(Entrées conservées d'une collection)
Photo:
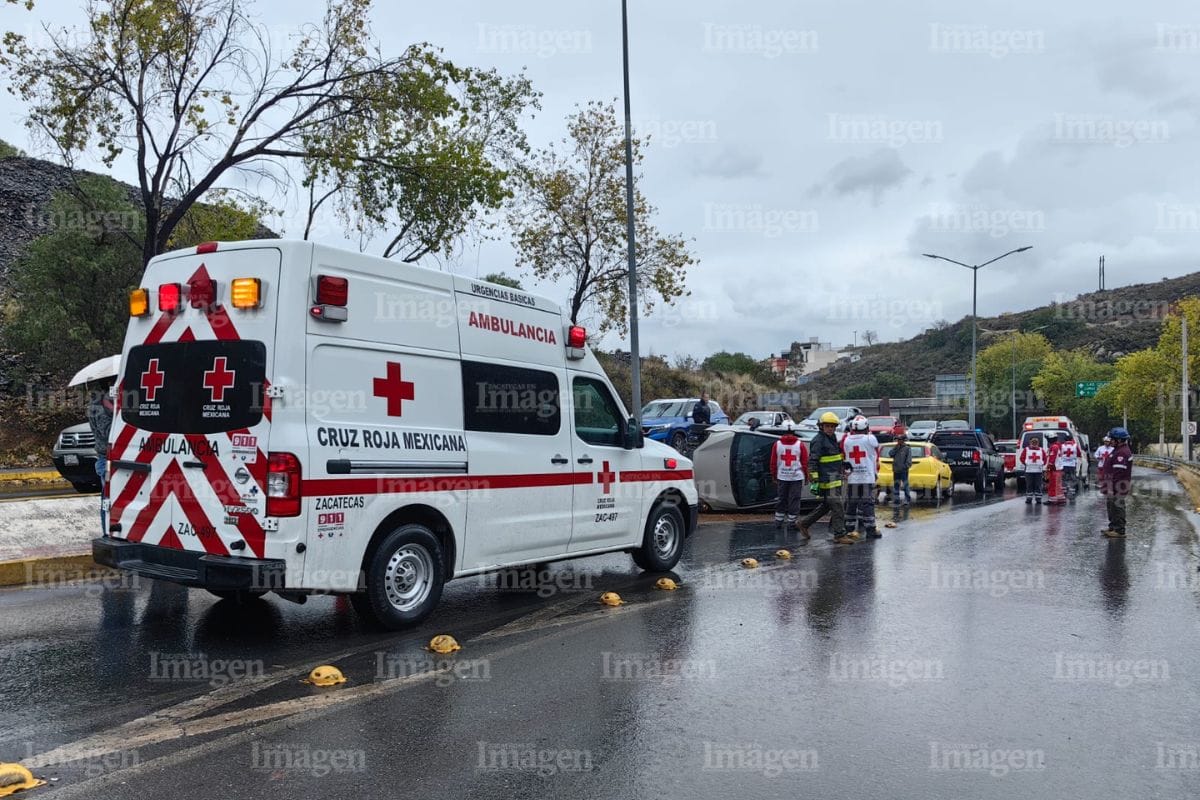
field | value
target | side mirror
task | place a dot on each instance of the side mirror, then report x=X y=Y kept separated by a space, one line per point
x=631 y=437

## Consigne
Exprime ces lignes sous forme de liste JSON de chaînes, une chaîne par ligne, en omettant les lignes vides et en couvrant toutes les entrées. Laisse les images hors de la réponse.

## Résultat
[
  "Photo:",
  "field | value",
  "target | side mirror",
  "task | place a dot on each instance of the side mirror, then report x=X y=Y kept separated by a space, one line per point",
  "x=631 y=437"
]